**AIM OF THE EXERCISE**
Give back exactly the lines of the material below, starting with the line with "Target: life ring" and going on through the line with "Target: cabin window".

**EXERCISE DATA**
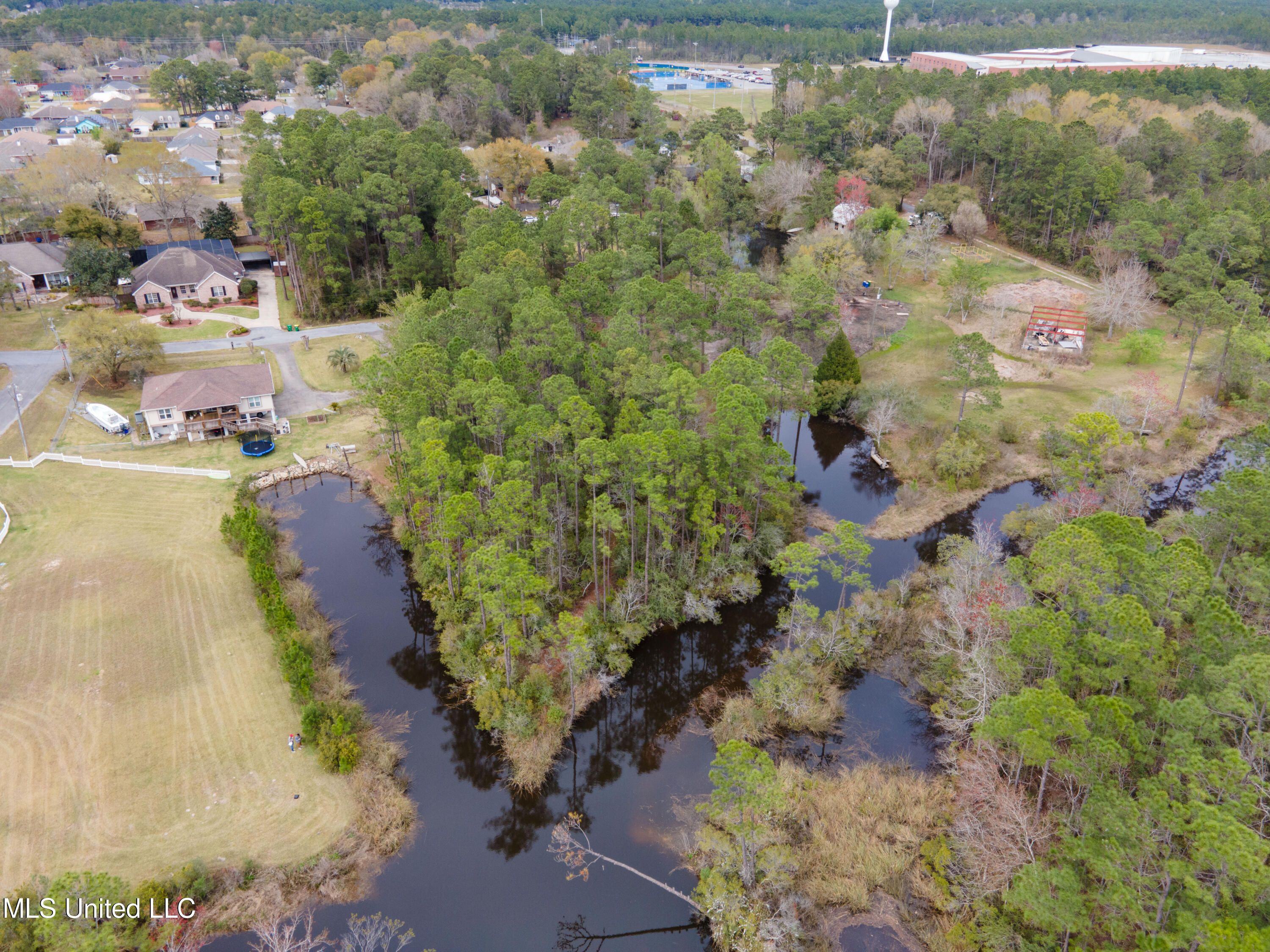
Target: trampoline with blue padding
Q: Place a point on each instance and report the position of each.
(257, 443)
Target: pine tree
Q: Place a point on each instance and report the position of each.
(219, 223)
(840, 362)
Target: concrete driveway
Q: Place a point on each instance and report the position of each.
(298, 396)
(32, 370)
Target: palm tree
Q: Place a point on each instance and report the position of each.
(345, 360)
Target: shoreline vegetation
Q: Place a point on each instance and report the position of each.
(554, 527)
(902, 520)
(334, 725)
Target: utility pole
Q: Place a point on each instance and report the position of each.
(18, 408)
(66, 362)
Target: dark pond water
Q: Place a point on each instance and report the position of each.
(762, 239)
(478, 876)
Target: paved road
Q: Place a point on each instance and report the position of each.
(296, 395)
(32, 370)
(272, 338)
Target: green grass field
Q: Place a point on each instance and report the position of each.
(206, 330)
(320, 375)
(1035, 393)
(707, 101)
(144, 714)
(28, 329)
(286, 303)
(42, 415)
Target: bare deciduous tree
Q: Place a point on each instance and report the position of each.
(969, 221)
(282, 933)
(967, 631)
(924, 245)
(375, 935)
(1123, 297)
(996, 831)
(882, 421)
(925, 120)
(1126, 493)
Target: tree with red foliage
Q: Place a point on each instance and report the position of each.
(855, 191)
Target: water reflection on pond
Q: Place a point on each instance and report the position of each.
(478, 876)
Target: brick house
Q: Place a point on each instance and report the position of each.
(211, 403)
(183, 273)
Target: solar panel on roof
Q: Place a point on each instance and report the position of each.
(218, 247)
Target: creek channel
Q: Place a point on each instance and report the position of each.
(478, 876)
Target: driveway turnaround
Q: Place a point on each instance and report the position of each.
(32, 370)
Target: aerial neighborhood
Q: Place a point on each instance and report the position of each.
(754, 478)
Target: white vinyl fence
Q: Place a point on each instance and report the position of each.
(115, 465)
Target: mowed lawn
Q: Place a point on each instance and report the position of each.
(206, 329)
(144, 716)
(314, 366)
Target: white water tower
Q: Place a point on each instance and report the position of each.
(891, 8)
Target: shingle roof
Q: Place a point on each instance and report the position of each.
(202, 168)
(153, 212)
(196, 150)
(13, 153)
(185, 266)
(32, 259)
(27, 138)
(200, 390)
(54, 112)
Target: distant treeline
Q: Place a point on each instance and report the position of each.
(834, 32)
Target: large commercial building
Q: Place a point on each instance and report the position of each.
(1104, 59)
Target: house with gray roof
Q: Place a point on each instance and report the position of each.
(183, 273)
(207, 172)
(16, 154)
(146, 120)
(211, 403)
(19, 125)
(36, 266)
(216, 120)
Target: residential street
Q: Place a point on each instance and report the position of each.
(32, 370)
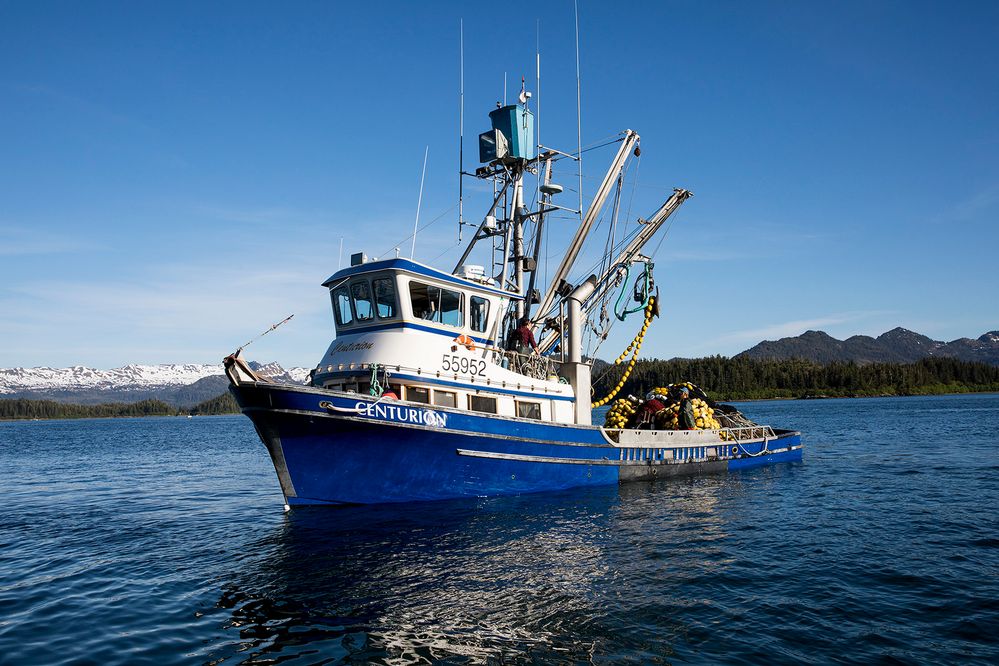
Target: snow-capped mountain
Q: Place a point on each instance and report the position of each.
(178, 384)
(15, 380)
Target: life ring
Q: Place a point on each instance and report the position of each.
(466, 341)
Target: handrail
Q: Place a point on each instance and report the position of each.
(495, 384)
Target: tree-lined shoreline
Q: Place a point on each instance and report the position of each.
(721, 377)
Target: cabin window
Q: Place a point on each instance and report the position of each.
(445, 399)
(529, 410)
(436, 304)
(478, 313)
(384, 297)
(481, 403)
(362, 301)
(418, 394)
(341, 307)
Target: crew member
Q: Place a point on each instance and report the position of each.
(524, 338)
(647, 412)
(687, 419)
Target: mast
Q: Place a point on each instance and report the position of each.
(631, 138)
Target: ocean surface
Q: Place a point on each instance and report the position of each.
(164, 541)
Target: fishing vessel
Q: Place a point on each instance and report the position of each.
(423, 395)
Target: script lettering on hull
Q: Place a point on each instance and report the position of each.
(401, 414)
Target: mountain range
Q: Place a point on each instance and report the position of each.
(185, 385)
(898, 345)
(178, 385)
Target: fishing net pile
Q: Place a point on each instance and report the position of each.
(632, 412)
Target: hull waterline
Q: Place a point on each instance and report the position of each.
(331, 448)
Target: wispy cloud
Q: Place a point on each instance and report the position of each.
(792, 328)
(978, 203)
(15, 241)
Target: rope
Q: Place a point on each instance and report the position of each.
(376, 388)
(635, 346)
(620, 312)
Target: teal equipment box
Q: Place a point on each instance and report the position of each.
(516, 122)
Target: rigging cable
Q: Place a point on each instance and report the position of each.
(635, 347)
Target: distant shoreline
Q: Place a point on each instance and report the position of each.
(739, 400)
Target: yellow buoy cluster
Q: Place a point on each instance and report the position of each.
(620, 414)
(632, 349)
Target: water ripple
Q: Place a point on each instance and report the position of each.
(162, 541)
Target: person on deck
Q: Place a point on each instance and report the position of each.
(524, 338)
(687, 419)
(647, 412)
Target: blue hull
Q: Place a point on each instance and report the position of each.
(334, 448)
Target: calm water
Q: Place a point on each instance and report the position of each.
(164, 541)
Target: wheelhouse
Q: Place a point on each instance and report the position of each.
(461, 365)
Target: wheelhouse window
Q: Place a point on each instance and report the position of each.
(384, 297)
(481, 403)
(341, 307)
(529, 410)
(362, 300)
(445, 398)
(431, 303)
(478, 313)
(418, 394)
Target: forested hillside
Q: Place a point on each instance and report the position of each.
(745, 378)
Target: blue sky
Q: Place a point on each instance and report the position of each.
(175, 177)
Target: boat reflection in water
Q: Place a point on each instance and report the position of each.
(550, 577)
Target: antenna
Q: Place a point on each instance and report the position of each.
(579, 115)
(416, 225)
(461, 123)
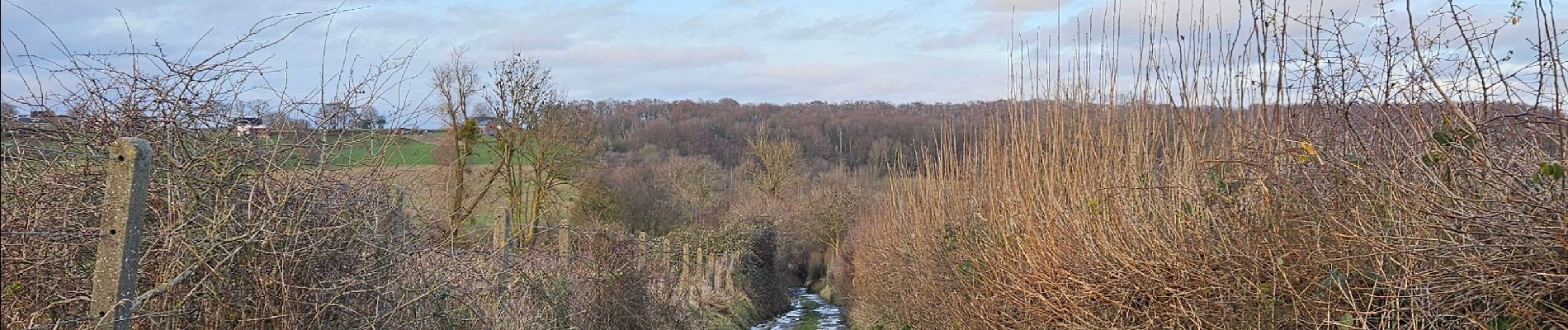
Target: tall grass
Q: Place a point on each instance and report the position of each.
(1296, 169)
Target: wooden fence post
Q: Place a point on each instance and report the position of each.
(120, 235)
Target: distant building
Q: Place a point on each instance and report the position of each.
(250, 127)
(40, 122)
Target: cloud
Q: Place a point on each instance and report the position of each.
(1019, 5)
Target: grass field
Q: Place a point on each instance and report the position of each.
(402, 150)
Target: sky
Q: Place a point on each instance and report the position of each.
(750, 50)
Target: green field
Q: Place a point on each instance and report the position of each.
(405, 152)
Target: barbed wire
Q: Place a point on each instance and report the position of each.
(50, 233)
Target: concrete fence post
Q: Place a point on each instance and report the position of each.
(564, 233)
(120, 235)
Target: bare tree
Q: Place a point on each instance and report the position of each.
(455, 82)
(693, 182)
(543, 139)
(775, 166)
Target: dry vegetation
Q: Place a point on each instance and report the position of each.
(250, 232)
(1306, 171)
(1348, 186)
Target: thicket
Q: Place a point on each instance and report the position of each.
(1310, 169)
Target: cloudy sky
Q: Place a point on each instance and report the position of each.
(752, 50)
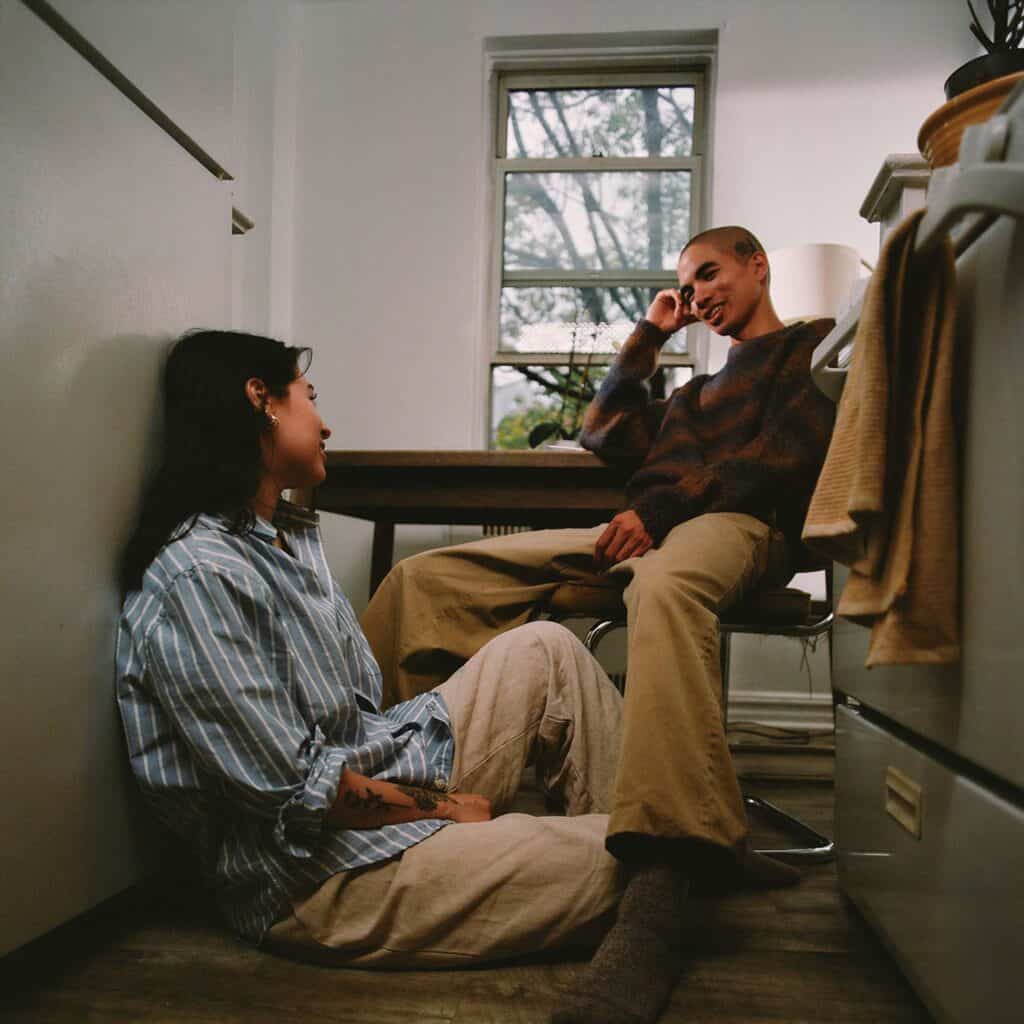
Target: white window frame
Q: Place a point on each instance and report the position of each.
(611, 67)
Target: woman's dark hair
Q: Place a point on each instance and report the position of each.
(210, 461)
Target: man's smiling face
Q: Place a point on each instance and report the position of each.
(721, 289)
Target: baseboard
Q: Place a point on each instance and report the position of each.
(781, 709)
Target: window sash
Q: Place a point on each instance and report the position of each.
(503, 165)
(612, 79)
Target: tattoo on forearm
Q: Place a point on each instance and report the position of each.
(371, 802)
(426, 800)
(423, 800)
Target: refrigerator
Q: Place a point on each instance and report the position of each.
(930, 759)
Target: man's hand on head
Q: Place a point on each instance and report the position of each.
(626, 537)
(670, 311)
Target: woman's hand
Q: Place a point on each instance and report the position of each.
(468, 807)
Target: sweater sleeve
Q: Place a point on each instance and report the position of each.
(623, 420)
(771, 475)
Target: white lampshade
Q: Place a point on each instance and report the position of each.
(812, 281)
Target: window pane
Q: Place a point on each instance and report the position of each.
(584, 320)
(600, 220)
(523, 398)
(654, 121)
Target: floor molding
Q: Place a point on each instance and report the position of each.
(781, 709)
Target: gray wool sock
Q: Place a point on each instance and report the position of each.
(637, 966)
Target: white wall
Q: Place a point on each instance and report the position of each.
(113, 240)
(391, 217)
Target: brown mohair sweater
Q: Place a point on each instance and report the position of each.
(750, 438)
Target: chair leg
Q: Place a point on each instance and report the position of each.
(815, 848)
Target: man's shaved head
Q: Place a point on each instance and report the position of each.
(741, 243)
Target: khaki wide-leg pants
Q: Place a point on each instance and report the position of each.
(516, 884)
(676, 781)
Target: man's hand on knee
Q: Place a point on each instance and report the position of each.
(626, 537)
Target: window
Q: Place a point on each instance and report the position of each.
(599, 179)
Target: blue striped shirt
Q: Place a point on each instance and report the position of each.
(246, 687)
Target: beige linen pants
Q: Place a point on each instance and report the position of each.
(516, 884)
(676, 779)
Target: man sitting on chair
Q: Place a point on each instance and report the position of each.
(725, 468)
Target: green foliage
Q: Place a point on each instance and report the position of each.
(513, 428)
(1008, 26)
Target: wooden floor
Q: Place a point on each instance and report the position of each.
(784, 956)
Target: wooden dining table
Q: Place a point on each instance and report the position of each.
(539, 488)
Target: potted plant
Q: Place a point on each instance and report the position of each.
(1004, 54)
(976, 90)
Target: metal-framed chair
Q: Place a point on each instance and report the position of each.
(775, 611)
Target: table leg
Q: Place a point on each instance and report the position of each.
(383, 553)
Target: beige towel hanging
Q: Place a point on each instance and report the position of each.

**SOLUTION TO THE PROBLEM**
Target: life ring
Q: Place a point on each instance and report the position of each.
(466, 341)
Target: handrail
Q: Place a point on each instance and report the position of each.
(495, 384)
Target: tree-lined shoreline
Q: Place a point on each instance and report the position of each.
(721, 377)
Target: cabin window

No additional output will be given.